▶ Short exercise
Could you retype the portion of the cast interview below, starting with "Ken Baumann: That" and going on through "It’s been great.", word for word?

╭─ Source document

Wednesday, June 1, 2011

Francia Raisa & Ken Baumann of THE SECRET LIFE OF THE AMERICAN TEENAGER React to Huge Plot Reveal Coming Monday

This week, WE LOVE SOAPS TV had the chance to speak with Francia Raisa and Ken Baumann of THE SECRET LIFE OF THE AMERICAN TEENAGER about a very big (and secret) plot reveal coming up in the June 6 episode (8/7c on ABC Family). If you don't want to know what happens ahead of time, you should stop reading after the second question!

Francia (Adrian) was born and raised in southern California. After shooting Bring It On: All or Nothing opposite Hayden Panettiere of NBC's HEROES, Francia starred in the Nickelodeon film Shredderman Rules. In 2008, she shot a lead role in Spanish horror film ASD: A Soul Disowned (formerly called Underground) and was the female lead in ABC Family's original movie The Cutting Edge 3: Chasing the Dream. You may also have seen her on the big screen as Marly in Fired Up! or on TV as a guest on IN PLAIN SIGHT.

Ken (Ben) started acting at the age of 11 in New York and Texas. In 2008, he appeared in Whore with Megan Fox and Johanna E. Braddy (aka Jordan on GREEK). More recently, Ken shot the film Spring Break '83, which features John Goodman, Jamie Kennedy, and Joe Pantoliano. Ken was born in Urbana, Illinois, and grew up in Abilene, Texas, where his family still owns and operates a miniature-horse ranch and wildlife rescue.

WE LOVE SOAPS TV: If you could both go back to 2008 when SECRET LIFE first began, what advice would you give your younger self?
Ken Baumann: That is a good question. I would say, as a human being, I would tell myself to tell Daren Kagasoff to stop buying sneakers because he has a problem, and then as an actor performing on Secret Life, I don’t know. I don’t know if I’d have anything to tell myself. It’s been a really kind of a wonderful journey, and I’d really gotten to know and bond with all my cast mates, and everybody is great and I love them all, and you know, just kind of a large one big happy family. I don’t know. I think I would stay mum, I’d keep quiet. It’s been great.

╰─
╭─ Listed entries

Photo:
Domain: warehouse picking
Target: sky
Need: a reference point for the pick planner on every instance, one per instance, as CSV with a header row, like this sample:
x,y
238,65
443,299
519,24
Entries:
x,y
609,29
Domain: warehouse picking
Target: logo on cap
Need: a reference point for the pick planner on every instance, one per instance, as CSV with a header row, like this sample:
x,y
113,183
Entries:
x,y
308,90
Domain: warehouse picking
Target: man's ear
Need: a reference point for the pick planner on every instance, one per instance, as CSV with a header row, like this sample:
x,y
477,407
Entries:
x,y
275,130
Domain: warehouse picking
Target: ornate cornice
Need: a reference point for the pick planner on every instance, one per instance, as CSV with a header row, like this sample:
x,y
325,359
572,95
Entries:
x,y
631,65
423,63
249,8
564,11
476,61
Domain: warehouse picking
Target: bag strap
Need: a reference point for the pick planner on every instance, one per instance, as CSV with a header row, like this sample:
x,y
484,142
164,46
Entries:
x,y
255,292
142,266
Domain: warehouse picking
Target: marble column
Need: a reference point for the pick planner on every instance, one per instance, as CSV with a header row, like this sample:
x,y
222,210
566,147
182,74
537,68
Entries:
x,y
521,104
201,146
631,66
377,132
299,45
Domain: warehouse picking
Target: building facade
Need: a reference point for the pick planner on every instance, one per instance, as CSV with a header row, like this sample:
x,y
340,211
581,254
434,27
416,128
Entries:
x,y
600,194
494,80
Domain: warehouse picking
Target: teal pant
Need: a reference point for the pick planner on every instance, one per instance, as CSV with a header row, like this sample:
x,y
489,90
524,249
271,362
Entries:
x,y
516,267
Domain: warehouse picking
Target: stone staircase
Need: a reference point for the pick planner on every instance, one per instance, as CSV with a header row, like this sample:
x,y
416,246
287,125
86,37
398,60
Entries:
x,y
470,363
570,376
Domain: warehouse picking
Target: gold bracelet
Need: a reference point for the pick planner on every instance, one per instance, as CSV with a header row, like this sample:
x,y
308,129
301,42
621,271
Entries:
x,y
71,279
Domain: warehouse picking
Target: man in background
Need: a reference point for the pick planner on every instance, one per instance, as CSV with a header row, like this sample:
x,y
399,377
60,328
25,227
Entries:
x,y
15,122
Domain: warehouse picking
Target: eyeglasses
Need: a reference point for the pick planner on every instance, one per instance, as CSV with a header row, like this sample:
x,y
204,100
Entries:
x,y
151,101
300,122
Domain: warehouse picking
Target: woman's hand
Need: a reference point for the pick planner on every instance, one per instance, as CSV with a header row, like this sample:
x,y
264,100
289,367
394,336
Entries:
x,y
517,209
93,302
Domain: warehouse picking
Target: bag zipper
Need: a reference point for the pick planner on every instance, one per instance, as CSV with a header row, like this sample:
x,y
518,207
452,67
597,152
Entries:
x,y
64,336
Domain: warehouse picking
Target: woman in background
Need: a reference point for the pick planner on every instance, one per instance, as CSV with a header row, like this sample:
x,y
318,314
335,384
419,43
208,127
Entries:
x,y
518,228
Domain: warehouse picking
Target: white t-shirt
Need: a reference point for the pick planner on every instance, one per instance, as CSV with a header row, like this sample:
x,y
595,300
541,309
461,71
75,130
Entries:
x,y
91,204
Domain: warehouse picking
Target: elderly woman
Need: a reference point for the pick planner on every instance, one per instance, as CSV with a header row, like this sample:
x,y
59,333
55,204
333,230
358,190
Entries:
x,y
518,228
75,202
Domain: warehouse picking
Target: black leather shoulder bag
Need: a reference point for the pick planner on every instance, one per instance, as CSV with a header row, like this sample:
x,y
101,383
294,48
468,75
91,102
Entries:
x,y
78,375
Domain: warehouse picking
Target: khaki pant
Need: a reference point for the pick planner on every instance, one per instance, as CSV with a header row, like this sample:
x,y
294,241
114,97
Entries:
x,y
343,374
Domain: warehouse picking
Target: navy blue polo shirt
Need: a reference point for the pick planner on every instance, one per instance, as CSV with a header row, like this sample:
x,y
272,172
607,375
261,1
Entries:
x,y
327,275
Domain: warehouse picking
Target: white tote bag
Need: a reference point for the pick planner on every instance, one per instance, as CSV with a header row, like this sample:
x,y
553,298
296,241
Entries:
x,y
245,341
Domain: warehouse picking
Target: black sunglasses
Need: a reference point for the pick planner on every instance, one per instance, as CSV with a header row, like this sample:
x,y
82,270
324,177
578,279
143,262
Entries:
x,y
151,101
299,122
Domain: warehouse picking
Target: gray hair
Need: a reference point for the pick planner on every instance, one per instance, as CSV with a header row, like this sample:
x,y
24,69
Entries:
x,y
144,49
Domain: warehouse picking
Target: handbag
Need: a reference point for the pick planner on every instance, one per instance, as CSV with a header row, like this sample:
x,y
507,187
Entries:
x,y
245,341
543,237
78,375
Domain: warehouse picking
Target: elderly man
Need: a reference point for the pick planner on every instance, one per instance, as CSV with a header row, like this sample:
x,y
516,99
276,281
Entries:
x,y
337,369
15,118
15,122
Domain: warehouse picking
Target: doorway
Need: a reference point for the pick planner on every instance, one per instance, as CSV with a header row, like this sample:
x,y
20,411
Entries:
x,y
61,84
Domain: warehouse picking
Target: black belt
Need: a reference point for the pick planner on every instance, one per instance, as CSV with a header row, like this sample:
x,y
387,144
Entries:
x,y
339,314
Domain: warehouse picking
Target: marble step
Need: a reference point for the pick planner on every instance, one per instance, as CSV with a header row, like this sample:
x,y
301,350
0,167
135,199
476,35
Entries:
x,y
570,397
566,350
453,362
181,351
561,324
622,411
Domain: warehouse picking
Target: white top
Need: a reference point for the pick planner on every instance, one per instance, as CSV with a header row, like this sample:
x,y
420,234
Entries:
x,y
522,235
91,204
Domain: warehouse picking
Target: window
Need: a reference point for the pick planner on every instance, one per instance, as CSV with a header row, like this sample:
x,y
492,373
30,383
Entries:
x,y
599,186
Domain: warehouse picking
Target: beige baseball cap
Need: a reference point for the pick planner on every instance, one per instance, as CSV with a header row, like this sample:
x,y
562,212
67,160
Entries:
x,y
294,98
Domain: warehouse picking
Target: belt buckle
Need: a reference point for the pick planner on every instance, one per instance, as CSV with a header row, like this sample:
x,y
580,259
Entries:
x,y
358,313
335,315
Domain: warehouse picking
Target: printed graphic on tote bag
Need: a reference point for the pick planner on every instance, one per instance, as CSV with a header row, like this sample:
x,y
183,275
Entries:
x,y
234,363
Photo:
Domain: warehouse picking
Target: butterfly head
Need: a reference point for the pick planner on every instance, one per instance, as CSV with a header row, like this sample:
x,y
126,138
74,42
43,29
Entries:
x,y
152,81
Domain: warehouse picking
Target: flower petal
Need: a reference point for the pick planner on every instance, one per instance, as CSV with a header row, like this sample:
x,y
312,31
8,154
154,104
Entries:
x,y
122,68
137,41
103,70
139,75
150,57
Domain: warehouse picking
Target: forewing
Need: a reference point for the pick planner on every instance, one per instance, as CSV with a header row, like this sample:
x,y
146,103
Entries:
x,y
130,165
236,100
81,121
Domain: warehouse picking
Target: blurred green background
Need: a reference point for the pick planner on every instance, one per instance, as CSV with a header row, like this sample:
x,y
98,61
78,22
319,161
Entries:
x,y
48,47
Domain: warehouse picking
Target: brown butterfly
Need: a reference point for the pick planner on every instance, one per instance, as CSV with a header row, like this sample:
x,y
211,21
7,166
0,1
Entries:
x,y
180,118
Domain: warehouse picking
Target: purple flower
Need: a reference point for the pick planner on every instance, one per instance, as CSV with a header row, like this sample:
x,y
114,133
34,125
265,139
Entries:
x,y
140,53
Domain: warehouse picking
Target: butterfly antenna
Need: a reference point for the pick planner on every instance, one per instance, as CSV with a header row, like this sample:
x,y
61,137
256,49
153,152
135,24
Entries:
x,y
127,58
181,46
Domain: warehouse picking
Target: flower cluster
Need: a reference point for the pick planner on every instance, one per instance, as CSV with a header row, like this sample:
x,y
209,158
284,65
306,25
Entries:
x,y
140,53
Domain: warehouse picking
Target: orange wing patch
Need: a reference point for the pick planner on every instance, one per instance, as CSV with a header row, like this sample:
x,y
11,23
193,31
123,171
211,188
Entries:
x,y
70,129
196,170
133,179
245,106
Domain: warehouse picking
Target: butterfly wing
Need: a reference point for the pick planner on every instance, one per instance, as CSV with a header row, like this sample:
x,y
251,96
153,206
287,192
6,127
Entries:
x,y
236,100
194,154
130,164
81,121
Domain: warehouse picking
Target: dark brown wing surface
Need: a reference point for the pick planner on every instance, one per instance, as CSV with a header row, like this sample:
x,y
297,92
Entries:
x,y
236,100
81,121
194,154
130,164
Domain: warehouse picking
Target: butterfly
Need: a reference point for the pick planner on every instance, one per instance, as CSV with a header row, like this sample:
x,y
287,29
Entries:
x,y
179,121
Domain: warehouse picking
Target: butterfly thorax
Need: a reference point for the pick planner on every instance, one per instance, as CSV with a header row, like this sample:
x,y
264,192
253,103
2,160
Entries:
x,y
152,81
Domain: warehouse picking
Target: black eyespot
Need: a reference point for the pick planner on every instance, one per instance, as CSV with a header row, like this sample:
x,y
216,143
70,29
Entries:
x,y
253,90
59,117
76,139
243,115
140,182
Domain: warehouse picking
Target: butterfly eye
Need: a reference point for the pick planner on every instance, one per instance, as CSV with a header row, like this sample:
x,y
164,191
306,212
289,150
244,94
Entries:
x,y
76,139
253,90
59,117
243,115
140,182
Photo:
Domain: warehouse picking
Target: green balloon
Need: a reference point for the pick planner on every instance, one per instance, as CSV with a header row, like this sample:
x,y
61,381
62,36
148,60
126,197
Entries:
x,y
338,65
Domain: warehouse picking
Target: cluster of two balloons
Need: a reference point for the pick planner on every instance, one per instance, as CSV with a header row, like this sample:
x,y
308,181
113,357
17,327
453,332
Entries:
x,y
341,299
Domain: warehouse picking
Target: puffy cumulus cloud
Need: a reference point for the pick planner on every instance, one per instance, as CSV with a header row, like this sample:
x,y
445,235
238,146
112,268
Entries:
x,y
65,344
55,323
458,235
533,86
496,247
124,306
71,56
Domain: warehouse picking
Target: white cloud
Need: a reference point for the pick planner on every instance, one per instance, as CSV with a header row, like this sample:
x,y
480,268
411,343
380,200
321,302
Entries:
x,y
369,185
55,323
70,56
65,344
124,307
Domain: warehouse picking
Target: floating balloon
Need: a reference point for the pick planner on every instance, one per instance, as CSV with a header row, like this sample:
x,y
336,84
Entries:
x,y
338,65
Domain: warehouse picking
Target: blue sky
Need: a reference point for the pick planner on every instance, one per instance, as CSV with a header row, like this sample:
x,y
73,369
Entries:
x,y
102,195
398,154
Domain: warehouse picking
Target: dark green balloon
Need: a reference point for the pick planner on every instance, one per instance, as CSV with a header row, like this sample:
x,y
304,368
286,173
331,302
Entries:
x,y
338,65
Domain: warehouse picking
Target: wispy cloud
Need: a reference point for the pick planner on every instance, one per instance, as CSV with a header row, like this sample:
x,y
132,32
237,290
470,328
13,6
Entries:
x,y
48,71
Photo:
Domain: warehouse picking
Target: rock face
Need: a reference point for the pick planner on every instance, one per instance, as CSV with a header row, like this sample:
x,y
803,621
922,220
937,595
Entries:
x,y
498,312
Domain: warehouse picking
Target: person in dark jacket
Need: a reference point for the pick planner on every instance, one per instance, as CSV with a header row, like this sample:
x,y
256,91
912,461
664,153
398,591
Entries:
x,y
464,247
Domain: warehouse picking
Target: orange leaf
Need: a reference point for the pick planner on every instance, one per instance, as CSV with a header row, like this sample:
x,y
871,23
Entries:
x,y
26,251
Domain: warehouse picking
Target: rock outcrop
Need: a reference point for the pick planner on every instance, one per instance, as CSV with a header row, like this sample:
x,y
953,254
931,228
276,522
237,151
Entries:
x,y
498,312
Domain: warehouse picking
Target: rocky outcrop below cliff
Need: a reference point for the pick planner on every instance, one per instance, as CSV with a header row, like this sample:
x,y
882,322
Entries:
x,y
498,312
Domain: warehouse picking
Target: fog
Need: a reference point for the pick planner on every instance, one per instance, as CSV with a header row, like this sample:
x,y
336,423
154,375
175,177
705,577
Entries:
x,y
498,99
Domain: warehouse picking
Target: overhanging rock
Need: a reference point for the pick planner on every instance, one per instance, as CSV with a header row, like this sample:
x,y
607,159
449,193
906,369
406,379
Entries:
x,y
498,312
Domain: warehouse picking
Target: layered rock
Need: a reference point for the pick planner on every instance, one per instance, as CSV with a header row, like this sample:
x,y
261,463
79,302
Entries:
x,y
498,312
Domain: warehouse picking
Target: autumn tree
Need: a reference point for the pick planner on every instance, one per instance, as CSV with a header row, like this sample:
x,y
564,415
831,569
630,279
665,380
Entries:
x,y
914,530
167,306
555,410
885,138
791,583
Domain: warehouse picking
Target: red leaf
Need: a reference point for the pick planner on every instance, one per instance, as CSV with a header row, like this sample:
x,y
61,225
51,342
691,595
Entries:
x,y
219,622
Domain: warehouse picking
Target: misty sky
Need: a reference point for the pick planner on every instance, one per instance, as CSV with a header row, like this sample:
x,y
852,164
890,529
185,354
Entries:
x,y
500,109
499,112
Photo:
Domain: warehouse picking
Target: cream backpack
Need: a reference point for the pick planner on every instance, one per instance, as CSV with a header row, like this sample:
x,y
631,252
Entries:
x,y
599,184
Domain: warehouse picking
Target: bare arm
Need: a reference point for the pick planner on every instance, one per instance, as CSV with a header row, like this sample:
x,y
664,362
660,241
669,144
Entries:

╰─

▶ In response
Ken Baumann: That is a good question. I would say, as a human being, I would tell myself to tell Daren Kagasoff to stop buying sneakers because he has a problem, and then as an actor performing on Secret Life, I don’t know. I don’t know if I’d have anything to tell myself. It’s been a really kind of a wonderful journey, and I’d really gotten to know and bond with all my cast mates, and everybody is great and I love them all, and you know, just kind of a large one big happy family. I don’t know. I think I would stay mum, I’d keep quiet. It’s been great.